## Source passage
___

Nick Wright, a mechanical engineer with Sandia National Laboratories, participates in a study of wearable robotics for tank farm workers who carry self-contained breathing apparatus (SCBA) respirators. In addition to the SCBA oxygen tank, Wright is wearing a powered knee exoskeleton device. The study will help determine if exoskeleton devices reduce fatigue and injury in EM workers.

EM's fiscal year 2023 budget request would enable technical advancements, such as the continued development of autonomous ground vehicle radiation detection technology. Savannah River National Laboratory oversaw a demonstration recently of a new radiological inspection technology called iGART, pictured here. iGART is a ground-based robot that conducts radiological and nuclear inspection. EM used the demonstration at the Savannah River Site (SRS) to determine if there is an application value for iGART at SRS or other EM sites.

The proposed TD Program funding would allow EM to continue focusing on innovative solutions and state-of-the-art technology to reduce costs, accelerate schedules and protect human health and the environment.

The requested funding would enable technical advancements, such as the continued development of autonomous ground vehicle radiation detection technology that has enabled enhanced radiation monitoring, as well as survey applications.

The TD Program also provides technical assistance to EM cleanup sites. Technical subject matter experts are on hand from DOE’s national laboratories, academia, private industry and other federal agencies.

-Contributor: Keir-Kevin Curry

Justice40 Initiative a Top EM Priority for Fiscal Year 2023

A whole-of-government effort to deliver at least 40% of the overall benefits from federal investments in climate and clean energy to disadvantaged communities is a top priority for EM in fiscal year 2023.

A requirement of President Biden’s Executive Order 14008, “Tackling the Climate Crisis at Home and Abroad,” the Justice40 Initiative builds on EM’s existing cleanup work. EM has been incorporating environmental justice efforts into its mission since the cleanup program’s inception in 1989.

EM has been interacting with stakeholders on Justice40 through presentations, conference calls, in-person and virtual meetings, panel sessions and workshops.

In July last year, the EM-Los Alamos Field Office (EM-LA) was selected as one of five DOE Justice40 Initiative Pilot Programs and has completed the required deliverables under the White House Office of Management and Budget (OMB) Justice40 Interim Guidance. EM-LA is conducting multiple stakeholder engagement meetings and “listening sessions” related to Justice40.

The focus of EM’s environmental cleanup work under Justice40 is soil and groundwater remediation.

Eight EM sites and two programs focused on community engagement grants and cooperative agreements fall under the EM Justice40 Initiative Covered Programs. A covered program is a federal government program that makes investment benefits in one or more of seven areas, according to Justice40 interim guidance. EM’s covered program is remediation and reduction of legacy pollution. The eight EM sites are the Hanford Site in Washington state, Idaho National Laboratory Site, Lawrence Livermore National Laboratory in California, Los Alamos National Laboratory in New Mexico, Moab Uranium Mill Tailings Remedial Action Project in Utah, Nevada National Security Site, Savannah River Site in South Carolina and Sandia National Laboratory in New Mexico.

OMB will issue further guidance to agencies on next steps for the Justice40 Initiative. A climate and economic justice screening tool and environmental justice scorecard will also be released.

___

Data excerpts
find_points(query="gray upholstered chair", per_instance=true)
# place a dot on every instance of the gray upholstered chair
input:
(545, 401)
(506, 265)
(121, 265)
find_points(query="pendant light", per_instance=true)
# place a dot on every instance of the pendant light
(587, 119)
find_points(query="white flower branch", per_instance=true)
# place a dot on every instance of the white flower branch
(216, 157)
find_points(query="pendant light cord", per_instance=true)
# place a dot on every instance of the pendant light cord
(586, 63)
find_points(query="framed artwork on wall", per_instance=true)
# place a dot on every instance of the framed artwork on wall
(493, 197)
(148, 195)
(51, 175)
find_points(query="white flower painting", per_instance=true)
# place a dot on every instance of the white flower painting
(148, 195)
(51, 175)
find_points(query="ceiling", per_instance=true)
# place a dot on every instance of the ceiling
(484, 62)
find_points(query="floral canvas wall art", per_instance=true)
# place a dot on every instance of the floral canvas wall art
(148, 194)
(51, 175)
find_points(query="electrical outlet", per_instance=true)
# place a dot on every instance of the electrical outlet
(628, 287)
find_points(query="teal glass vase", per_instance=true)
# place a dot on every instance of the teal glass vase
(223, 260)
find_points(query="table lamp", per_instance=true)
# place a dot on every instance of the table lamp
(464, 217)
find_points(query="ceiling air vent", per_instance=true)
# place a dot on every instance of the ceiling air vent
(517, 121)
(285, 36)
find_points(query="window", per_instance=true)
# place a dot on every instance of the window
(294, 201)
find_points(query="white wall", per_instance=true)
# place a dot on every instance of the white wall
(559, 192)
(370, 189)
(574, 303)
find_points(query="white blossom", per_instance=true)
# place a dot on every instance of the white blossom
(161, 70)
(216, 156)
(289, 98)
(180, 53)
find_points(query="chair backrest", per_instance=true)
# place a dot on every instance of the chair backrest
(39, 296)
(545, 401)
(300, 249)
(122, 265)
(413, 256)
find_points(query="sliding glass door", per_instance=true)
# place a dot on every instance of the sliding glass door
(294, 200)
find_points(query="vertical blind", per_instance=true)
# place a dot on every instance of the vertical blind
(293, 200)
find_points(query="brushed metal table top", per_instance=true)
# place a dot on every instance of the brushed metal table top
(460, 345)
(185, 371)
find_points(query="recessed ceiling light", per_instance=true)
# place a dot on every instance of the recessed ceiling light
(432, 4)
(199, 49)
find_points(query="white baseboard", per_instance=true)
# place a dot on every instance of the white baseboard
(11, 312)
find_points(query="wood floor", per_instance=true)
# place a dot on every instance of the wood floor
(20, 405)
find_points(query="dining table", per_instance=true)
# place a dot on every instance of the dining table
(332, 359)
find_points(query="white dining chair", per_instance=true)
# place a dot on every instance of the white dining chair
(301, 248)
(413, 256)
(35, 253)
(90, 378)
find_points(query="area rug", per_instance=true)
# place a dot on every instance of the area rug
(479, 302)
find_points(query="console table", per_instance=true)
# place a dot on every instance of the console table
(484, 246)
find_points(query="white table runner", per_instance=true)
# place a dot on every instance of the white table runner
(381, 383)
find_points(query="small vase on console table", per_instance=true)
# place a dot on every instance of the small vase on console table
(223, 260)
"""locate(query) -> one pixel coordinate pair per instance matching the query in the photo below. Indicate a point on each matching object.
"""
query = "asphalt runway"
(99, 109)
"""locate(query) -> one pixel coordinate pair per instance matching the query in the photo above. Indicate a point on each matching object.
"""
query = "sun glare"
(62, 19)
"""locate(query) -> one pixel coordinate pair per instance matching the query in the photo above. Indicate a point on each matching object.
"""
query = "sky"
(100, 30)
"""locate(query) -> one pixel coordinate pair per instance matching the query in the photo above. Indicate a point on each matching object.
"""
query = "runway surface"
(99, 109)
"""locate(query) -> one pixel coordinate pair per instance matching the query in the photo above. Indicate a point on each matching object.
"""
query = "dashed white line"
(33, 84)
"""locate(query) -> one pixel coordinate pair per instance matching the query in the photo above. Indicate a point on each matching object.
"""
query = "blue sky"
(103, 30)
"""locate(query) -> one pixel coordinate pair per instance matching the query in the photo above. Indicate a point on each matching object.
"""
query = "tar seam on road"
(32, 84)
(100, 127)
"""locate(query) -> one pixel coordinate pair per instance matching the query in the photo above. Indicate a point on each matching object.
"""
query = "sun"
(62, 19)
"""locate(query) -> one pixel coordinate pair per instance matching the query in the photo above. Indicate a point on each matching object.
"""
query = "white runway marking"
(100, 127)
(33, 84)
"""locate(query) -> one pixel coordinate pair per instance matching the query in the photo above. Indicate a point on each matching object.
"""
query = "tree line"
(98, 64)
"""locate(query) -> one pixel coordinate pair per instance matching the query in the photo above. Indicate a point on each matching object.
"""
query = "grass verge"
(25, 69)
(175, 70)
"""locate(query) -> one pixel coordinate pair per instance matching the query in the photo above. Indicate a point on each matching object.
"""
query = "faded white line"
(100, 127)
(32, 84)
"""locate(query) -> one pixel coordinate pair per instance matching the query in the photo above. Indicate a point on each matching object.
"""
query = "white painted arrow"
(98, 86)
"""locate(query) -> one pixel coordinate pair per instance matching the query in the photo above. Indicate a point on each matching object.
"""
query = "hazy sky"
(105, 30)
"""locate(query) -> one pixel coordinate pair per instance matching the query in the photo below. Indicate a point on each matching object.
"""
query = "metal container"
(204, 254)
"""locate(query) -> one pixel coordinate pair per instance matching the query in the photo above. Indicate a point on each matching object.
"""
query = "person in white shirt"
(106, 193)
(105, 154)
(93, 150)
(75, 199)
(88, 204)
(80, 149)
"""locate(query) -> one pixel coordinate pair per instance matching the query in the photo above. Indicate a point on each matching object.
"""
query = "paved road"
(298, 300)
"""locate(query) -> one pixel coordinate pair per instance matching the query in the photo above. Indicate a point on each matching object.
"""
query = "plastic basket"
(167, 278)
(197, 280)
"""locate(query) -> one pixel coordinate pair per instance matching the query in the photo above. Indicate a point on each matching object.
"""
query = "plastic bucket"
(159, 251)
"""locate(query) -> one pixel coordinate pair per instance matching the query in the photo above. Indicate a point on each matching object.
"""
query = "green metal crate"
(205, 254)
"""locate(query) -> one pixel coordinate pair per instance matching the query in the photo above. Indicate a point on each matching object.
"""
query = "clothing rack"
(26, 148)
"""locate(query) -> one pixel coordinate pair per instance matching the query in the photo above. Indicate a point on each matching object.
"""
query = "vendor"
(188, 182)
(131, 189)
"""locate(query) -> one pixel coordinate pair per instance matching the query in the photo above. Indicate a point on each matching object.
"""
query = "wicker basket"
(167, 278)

___

## Problem
Using the source passage, answer:
(a) What device is Nick Wright wearing in addition to the SCBA oxygen tank?
(b) Since what year has EM been incorporating environmental justice efforts into its mission?
(c) What is EM's covered program under the Justice40 Initiative?
The data excerpts have no connection to the source passage.

## Answer for this exercise
(a) A powered knee exoskeleton device.
(b) 1989, the year the cleanup program began.
(c) Remediation and reduction of legacy pollution.